-- PASSAGE FOR REVIEW follows --
The United Nations General Assembly today awarded its top human rights prize to seven global advocates ranging from a Congolese doctor who treats female victims of sexual violence, a nun who fought for indigenous rights before her murder in Brazil, and the assassinated Pakistani leader Benazir Bhutto.
The UN Prize in the Field of Human Rights, awarded every five years, was presented at a General Assembly ceremony marking the 60th anniversary of the adoption of the Universal Declaration of Human Rights (UDHR).
The winners are former UN High Commissioner for Human Rights Louise Arbour; United States ex-Attorney-General Ramsey Clark; Executive Director and co-founder of Jamaicans for Justice Carolyn Gomes; Denis Mukwege, co-founder of the General Referral Hospital of Panzi in the Democratic Republic of the Congo (DRC); Human Rights Watch, represented by its executive director Kenneth Roth; Ms. Bhutto; and Dorothy Stang of the Sisters of Notre Dame de Namur who was murdered in Brazil three years ago.
-- PASSAGE FOR REVIEW concluded --
-- EXERCISE DATA follows --
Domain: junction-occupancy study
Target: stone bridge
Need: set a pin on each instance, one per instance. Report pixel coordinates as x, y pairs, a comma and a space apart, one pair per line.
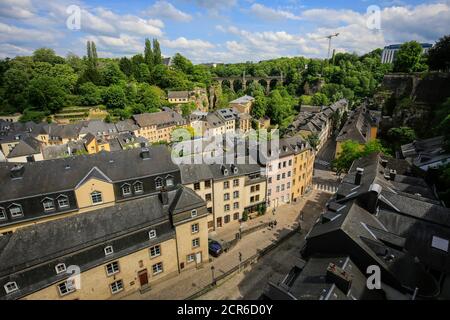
-- EXERCISE DATA concluded --
◆ WHAT YOU NEED TO DO
#1 Answer these questions about the report on the UN human rights prize:
(a) How often is the UN Prize in the Field of Human Rights awarded?
(b) What anniversary did the General Assembly ceremony mark?
(c) Who represented Human Rights Watch?
#2 Rewrite the report on the UN human rights prize from "The winners are" to "three years ago.", putting "former Attorney-General" in place of "ex-Attorney-General".

◆ SOLUTIONS IN ORDER
#1
(a) Every five years.
(b) The 60th anniversary of the adoption of the Universal Declaration of Human Rights (UDHR).
(c) Its executive director, Kenneth Roth.

#2
The winners are former UN High Commissioner for Human Rights Louise Arbour; United States former Attorney-General Ramsey Clark; Executive Director and co-founder of Jamaicans for Justice Carolyn Gomes; Denis Mukwege, co-founder of the General Referral Hospital of Panzi in the Democratic Republic of the Congo (DRC); Human Rights Watch, represented by its executive director Kenneth Roth; Ms. Bhutto; and Dorothy Stang of the Sisters of Notre Dame de Namur who was murdered in Brazil three years ago.